STATED TASK A:
Reproduce, word for word, the passage of the forum thread on replacing a hydrogen thyratron with SCRs from "Im looking for" to "this done before?".
STATED TASK B:
Supply the next part of the forum thread on replacing a hydrogen thyratron with SCRs, picking up after its final sentence.

DOCUMENT EXTRACT:
^^^^^^^^

Solid State Thyratron using SCR's?

Thread Starter

onereddog

Joined Jan 12, 2010
2
Hi all,

New member, first post so here goes!:eek:

Im looking for some tips & hints to replace an old hydrogen thyratron with a solid state device using thyristors. The application is a small radar, PRF about 800Hz & pulse width 1uS. I intend to run a bank of say 4 SCR’s in series to switch a 3kV charge voltage to a pulse package. 2 x 1:1:1 gate pulse transformers for the triggering.

Has anyone seen this done before?

Pitfalls? Do's & dont's?


Cheers..
 

SgtWookie

Joined Jul 17, 2007
22,230
Interesting; I'd never heard of a hydrogen thyratron before and had to look it up! I thought magnetrons and klystrons were "old school"; that goes back a good bit further. TWT's took the place of maggies and KPA's for airborne stuff a good while ago.

Since you're working on that sort of thing, I'll assume that you have a good bit more than a passing acquaintance with electronics. Unfortunately, this site is primarily geared towards complete "n00bs", and the type of equipment you're working on involves very lethal power levels. We don't want our n00bs to get the idea that it's OK to experiment with this sort of thing casually; as a high-power radar can kill you even at a distance.

^^^^^^^^

Entries from a dataset:
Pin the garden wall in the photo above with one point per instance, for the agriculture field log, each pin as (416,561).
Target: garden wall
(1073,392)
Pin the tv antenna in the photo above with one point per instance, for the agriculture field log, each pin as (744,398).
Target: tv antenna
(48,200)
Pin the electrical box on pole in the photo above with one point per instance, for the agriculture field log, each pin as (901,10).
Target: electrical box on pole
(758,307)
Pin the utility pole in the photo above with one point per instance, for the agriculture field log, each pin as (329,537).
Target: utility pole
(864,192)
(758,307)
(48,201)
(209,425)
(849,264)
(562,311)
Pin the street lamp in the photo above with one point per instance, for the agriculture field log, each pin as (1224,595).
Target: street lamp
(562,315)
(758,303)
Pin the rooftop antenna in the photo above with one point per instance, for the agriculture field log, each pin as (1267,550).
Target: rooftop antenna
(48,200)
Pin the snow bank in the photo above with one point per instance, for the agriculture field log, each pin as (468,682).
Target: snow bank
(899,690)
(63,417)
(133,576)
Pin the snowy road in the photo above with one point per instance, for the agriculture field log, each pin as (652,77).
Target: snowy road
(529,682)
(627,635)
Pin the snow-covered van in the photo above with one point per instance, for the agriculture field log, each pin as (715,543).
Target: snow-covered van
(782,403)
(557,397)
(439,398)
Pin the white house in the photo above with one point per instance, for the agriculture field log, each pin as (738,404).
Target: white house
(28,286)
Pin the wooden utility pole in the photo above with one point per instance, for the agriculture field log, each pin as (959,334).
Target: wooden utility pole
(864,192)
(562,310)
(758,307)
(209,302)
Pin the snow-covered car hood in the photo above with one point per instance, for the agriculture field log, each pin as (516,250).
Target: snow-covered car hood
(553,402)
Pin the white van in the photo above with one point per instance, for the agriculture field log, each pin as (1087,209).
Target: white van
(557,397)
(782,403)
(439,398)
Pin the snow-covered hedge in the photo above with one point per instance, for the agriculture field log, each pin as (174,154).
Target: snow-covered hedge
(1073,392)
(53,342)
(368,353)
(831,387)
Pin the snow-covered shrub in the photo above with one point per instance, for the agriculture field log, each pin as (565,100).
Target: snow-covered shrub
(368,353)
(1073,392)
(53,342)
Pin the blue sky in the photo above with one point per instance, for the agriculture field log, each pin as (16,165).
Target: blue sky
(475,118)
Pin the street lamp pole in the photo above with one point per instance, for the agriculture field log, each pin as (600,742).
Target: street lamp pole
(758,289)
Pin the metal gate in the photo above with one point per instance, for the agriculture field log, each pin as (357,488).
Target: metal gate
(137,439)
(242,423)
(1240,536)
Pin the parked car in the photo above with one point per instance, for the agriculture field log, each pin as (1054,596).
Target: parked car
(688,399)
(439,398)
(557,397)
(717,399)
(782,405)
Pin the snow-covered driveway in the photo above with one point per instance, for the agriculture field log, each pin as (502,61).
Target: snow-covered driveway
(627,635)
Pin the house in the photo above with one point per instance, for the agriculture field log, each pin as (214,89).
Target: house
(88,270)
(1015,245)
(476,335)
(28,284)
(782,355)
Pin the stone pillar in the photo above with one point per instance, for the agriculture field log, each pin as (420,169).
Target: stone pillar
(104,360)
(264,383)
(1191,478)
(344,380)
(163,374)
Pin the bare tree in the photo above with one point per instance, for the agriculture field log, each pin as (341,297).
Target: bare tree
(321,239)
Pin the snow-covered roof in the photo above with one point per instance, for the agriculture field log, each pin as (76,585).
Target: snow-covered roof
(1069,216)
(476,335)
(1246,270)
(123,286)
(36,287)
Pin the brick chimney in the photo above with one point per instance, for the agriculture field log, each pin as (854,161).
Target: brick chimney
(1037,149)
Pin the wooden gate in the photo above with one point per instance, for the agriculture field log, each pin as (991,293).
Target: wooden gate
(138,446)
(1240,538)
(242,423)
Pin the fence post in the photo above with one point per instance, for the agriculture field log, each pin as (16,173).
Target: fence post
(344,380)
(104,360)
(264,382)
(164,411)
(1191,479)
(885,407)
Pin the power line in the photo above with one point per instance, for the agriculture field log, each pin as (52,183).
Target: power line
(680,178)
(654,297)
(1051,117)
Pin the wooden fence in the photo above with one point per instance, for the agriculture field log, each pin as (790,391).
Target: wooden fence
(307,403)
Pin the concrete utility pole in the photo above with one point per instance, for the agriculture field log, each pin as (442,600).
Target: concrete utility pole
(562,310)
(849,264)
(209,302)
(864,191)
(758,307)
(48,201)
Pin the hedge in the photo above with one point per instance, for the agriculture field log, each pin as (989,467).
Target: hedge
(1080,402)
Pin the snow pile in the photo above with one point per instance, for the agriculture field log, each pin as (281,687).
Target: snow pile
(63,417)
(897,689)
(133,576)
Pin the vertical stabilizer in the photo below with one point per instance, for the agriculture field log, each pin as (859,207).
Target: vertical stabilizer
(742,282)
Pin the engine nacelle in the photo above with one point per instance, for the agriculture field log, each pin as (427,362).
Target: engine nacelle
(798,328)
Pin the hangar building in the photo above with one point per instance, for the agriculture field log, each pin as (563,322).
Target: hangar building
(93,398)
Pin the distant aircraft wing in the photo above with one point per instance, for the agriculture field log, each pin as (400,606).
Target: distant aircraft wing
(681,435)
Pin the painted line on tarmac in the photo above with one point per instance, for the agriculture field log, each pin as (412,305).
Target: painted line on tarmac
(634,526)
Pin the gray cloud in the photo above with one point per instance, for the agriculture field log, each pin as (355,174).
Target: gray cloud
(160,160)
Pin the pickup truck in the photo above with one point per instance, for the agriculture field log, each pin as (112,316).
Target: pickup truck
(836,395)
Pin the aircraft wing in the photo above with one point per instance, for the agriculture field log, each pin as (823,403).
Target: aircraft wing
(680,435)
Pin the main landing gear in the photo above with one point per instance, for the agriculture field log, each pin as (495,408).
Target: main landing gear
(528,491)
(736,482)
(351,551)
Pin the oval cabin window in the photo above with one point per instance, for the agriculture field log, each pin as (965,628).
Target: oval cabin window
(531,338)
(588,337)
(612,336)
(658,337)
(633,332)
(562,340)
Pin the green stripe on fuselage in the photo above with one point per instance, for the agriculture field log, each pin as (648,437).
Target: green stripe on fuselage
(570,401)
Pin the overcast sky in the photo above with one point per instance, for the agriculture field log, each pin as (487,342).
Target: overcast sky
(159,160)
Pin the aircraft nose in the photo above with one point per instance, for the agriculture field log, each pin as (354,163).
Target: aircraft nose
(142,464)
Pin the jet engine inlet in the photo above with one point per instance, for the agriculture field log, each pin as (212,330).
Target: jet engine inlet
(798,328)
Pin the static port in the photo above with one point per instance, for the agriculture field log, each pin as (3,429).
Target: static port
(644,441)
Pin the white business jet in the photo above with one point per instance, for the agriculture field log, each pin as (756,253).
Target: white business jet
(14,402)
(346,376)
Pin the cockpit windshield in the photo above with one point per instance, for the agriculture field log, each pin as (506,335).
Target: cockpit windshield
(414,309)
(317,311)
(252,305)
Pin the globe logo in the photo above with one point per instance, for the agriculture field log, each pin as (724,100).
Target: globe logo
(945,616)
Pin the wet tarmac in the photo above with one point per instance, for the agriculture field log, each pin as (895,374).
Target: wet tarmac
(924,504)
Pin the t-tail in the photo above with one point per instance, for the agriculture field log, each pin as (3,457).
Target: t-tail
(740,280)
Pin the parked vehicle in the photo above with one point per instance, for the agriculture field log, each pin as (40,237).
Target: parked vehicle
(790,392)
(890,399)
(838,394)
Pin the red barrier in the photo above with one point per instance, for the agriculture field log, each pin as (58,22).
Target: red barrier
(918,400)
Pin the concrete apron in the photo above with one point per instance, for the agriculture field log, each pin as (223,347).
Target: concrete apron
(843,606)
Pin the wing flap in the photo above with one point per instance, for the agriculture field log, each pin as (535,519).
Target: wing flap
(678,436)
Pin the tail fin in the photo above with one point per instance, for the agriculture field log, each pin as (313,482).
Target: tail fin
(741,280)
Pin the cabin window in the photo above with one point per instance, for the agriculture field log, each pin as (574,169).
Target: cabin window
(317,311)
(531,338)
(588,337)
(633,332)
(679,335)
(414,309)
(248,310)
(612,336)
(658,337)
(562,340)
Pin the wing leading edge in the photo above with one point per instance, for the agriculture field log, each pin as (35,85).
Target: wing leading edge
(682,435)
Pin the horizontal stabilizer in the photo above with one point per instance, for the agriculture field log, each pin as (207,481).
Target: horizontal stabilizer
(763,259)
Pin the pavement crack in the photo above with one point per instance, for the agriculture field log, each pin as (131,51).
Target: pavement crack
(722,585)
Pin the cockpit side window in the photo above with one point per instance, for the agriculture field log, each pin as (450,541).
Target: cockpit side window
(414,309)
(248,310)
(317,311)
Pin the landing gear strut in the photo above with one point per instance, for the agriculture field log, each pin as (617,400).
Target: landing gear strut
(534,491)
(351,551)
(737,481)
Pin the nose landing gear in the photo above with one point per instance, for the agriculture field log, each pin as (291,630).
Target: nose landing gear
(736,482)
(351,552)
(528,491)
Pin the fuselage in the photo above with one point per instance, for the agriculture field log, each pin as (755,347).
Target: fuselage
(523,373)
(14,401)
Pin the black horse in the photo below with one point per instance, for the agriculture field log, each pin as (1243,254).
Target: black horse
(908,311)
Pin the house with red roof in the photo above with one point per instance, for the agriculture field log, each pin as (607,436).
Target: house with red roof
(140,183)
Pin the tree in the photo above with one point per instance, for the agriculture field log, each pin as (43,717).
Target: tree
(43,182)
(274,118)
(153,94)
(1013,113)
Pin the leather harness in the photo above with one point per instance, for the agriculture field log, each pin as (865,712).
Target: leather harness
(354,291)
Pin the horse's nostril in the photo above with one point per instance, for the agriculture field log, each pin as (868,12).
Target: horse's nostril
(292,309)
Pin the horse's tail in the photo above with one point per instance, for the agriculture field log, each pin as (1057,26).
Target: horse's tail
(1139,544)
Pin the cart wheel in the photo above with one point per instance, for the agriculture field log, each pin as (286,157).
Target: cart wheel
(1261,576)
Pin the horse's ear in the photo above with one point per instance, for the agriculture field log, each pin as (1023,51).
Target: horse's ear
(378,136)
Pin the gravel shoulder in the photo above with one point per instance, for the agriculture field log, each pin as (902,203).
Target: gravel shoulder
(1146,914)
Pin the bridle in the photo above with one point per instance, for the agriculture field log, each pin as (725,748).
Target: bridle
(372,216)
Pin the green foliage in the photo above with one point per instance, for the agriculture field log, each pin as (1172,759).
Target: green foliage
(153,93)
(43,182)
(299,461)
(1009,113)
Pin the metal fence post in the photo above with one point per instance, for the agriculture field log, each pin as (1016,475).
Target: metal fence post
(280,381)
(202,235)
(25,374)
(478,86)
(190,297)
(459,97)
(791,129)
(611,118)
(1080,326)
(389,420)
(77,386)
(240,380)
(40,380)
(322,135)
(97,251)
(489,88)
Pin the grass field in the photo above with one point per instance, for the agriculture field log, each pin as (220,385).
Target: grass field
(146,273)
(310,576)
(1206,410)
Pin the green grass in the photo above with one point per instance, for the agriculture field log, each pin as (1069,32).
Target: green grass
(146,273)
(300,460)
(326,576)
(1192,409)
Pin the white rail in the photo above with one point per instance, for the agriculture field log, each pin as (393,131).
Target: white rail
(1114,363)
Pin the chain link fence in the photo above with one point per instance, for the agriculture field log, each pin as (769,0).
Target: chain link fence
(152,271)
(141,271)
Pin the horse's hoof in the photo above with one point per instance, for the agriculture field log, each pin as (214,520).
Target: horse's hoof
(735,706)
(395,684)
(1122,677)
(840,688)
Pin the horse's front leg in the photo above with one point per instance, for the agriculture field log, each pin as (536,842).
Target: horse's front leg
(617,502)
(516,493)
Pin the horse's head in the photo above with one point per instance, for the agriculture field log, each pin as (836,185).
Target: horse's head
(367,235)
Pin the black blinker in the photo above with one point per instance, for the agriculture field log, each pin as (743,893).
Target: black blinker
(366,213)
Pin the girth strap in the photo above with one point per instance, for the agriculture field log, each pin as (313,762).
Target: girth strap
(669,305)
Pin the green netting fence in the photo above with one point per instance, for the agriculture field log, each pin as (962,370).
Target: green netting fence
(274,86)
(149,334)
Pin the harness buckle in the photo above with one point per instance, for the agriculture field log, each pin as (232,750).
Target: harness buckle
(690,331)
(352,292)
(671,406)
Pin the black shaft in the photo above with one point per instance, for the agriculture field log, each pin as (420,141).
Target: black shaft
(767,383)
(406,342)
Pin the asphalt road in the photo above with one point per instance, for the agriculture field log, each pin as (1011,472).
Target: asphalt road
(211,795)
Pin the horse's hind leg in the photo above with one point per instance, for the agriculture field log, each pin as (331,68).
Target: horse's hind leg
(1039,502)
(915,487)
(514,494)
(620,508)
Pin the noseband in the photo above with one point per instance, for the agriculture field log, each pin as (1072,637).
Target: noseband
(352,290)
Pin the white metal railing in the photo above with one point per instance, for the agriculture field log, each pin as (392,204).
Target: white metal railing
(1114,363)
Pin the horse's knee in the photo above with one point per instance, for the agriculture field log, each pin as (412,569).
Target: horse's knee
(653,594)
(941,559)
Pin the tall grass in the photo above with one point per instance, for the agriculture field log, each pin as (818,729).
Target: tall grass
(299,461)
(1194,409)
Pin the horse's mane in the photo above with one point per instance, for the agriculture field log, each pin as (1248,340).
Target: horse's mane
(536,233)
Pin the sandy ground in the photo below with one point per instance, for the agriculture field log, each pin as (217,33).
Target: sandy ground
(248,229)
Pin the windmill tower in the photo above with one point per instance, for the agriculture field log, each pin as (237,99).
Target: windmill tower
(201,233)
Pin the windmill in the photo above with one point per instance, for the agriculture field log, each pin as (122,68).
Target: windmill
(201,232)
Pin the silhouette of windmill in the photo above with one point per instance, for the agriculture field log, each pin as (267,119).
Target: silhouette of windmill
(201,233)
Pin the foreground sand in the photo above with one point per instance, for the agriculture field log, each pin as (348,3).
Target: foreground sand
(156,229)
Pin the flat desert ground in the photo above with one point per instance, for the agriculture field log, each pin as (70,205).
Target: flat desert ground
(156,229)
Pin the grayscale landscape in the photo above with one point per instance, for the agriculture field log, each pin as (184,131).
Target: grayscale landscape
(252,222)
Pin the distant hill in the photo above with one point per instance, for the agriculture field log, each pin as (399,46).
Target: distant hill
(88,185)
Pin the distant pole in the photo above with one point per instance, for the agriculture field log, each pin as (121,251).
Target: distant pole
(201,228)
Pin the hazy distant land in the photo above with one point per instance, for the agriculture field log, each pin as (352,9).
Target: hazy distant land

^^^^^^^^

RESULT A:
Im looking for some tips & hints to replace an old hydrogen thyratron with a solid state device using thyristors. The application is a small radar, PRF about 800Hz & pulse width 1uS. I intend to run a bank of say 4 SCR’s in series to switch a 3kV charge voltage to a pulse package. 2 x 1:1:1 gate pulse transformers for the triggering.

Has anyone seen this done before?

RESULT B:
But just for argument's sake; once you switch on an SCR or TRIAC, it won't turn off until the current flow nears zero. This would give a very long and decaying output pulse.

You're going to need more like an RF transistor or high-frequency IGBT (I don't even know if they make the latter for high frequency stuff yet).
 

beenthere

Joined Apr 20, 2004
15,819
Scr's have a sensitivity to ΔV/ΔT. If the voltage rises too fast, the device becomes a dead short, and eats the gate drive circuitry.

You're either stuck with finding a source for thyratrons or discovering some work-around. They still make radars, so there must be something. And the next person posting may have the answer...
 

BillB3857

Joined Feb 28, 2009
2,570
But just for argument's sake; once you switch on an SCR or TRIAC, it won't turn off until the current flow nears zero. This would give a very long and decaying output pulse.
Thyratrons do the same thing,Sgt. Once triggered, they keep conducting through the ionized gas until current is reduced below holding levels. Usually, this is the result of the PFN (Pulse Forming Network) which actually shapes the high voltage pulse to the magnetron. The PFN consisted of a network of inductors and capacitors. Charged from a high voltage source, it releases all the stored energy as a shaped pulse through the thyratron to the maggie. Various networks were used in order to provide an appropriate pulse width, depending upon the mission of the radar. Search radar had fairly wide pulse width to translate into more power. Narrower pulse widths were used for things such as fire control (no, not putting out a fire but aiming armament). Tug boats also use a very high PRF (Pulse Repetition Frequency) along with a very short pulse with in order to allow close range detail to be observed.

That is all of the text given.